▶ _CONSEGNA 1_: Individua nell'elenco ogni riga che contiene la parola "leaf" e trascrivila.

Dalle considerazioni di Monsignor Nervo risulta evidente una valutazione problematica del volontariato gestionale e di quello consolatorio: precisa, infatti, che il volontariato non deve «riempire i vuoti e sostituire le inadempienze delle istituzioni pubbliche», né operare «soltanto per diminuire i costi dei servizi che le istituzioni pubbliche hanno il dovere di garantire ai cittadini». Secondo l’Autore il volontariato deve intervenire «per affermare i valori dell’uomo», per «portare nei servizi alla persona un supplemento d’anima», per «rispondere prontamente a bisogni emergenti, che non siano ancora presenti nella coscienza pubblica, nella normativa, nella destinazione delle risorse», per «trasferire e vivere nei normali rapporti di lavoro pagato i valori appresi e vissuti nell’esperienza di volontariato», per «diffondere capillarmente la cultura della solidarietà» e infine per «stimolare le istituzioni a rispondere adeguatamente ai bisogni dei cittadini, sia con la formulazione delle leggi nazionali e regionali, sia con l’attuazione dei servizi, sia con il buon funzionamento delle istituzioni e dei servizi».
Monsignor Nervo precisa che «per promozione dei diritti intendiamo la sollecitazione al sistema giuridico a evolversi per rispondere alle necessità emergenti, e per tutela dei diritti intendiamo l’azione per l’approvazione effettiva del sistema di protezione sociale esistente ai casi concreti».

▶ _CONSEGNA 2_: Ripeti per intero il brano sul volontariato riportato qui sopra.

▶ _DATI FORNITI_:

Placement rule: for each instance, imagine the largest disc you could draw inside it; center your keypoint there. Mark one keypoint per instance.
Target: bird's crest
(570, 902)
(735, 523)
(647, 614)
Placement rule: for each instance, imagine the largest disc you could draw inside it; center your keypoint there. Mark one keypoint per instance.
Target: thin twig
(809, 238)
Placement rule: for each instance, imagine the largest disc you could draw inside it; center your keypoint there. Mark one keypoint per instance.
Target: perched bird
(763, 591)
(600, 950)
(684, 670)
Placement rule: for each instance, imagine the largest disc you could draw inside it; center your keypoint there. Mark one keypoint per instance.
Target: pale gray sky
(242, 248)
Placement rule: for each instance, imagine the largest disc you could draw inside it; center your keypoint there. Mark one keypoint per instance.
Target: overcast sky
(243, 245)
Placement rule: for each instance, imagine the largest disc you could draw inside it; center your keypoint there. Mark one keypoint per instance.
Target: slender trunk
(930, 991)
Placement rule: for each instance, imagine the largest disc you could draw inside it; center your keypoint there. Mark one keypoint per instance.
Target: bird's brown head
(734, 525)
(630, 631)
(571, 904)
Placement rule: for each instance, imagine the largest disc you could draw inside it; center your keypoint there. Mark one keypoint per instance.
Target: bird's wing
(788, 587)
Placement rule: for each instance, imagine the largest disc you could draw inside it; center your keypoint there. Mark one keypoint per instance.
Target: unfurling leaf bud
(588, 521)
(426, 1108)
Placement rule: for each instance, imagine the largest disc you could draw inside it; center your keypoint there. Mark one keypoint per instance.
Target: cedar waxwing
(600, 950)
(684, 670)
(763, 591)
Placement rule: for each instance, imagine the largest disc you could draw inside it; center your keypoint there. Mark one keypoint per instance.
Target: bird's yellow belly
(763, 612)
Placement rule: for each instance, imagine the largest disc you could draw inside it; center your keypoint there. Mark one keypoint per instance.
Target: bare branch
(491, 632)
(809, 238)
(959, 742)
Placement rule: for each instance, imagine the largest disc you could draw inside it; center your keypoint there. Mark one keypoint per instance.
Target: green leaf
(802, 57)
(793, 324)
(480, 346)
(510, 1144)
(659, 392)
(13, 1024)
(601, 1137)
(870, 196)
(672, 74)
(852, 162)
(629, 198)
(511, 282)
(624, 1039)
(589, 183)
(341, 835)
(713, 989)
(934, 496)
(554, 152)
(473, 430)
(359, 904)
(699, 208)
...
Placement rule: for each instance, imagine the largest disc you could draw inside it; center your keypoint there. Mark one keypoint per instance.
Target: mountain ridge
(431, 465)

▶ _SOLUZIONE 1_:
Target: unfurling leaf bud
Target: green leaf

▶ _SOLUZIONE 2_:
Dalle considerazioni di Monsignor Nervo risulta evidente una valutazione problematica del volontariato gestionale e di quello consolatorio: precisa, infatti, che il volontariato non deve «riempire i vuoti e sostituire le inadempienze delle istituzioni pubbliche», né operare «soltanto per diminuire i costi dei servizi che le istituzioni pubbliche hanno il dovere di garantire ai cittadini». Secondo l’Autore il volontariato deve intervenire «per affermare i valori dell’uomo», per «portare nei servizi alla persona un supplemento d’anima», per «rispondere prontamente a bisogni emergenti, che non siano ancora presenti nella coscienza pubblica, nella normativa, nella destinazione delle risorse», per «trasferire e vivere nei normali rapporti di lavoro pagato i valori appresi e vissuti nell’esperienza di volontariato», per «diffondere capillarmente la cultura della solidarietà» e infine per «stimolare le istituzioni a rispondere adeguatamente ai bisogni dei cittadini, sia con la formulazione delle leggi nazionali e regionali, sia con l’attuazione dei servizi, sia con il buon funzionamento delle istituzioni e dei servizi».
Monsignor Nervo precisa che «per promozione dei diritti intendiamo la sollecitazione al sistema giuridico a evolversi per rispondere alle necessità emergenti, e per tutela dei diritti intendiamo l’azione per l’approvazione effettiva del sistema di protezione sociale esistente ai casi concreti».